Data listing
▼▼▼
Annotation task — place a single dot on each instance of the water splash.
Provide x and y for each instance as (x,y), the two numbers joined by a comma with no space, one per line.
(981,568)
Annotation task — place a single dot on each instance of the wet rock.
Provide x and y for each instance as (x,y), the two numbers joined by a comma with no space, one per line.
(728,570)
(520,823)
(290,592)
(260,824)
▲▲▲
Assigned task
Each line of the data above should appear again in your answer, exactly as given.

Answer space
Annotation task — place a single dot on each instance of the water splash.
Provide x and y for each instance as (x,y), the two numbers joined by a comma with no space, one per line.
(981,568)
Annotation task — place a single dot on each instance of the wet rock.
Provide x and y for each instance as (x,y), the two numbers joined by a comma with no space, one per line.
(728,570)
(520,823)
(290,592)
(260,824)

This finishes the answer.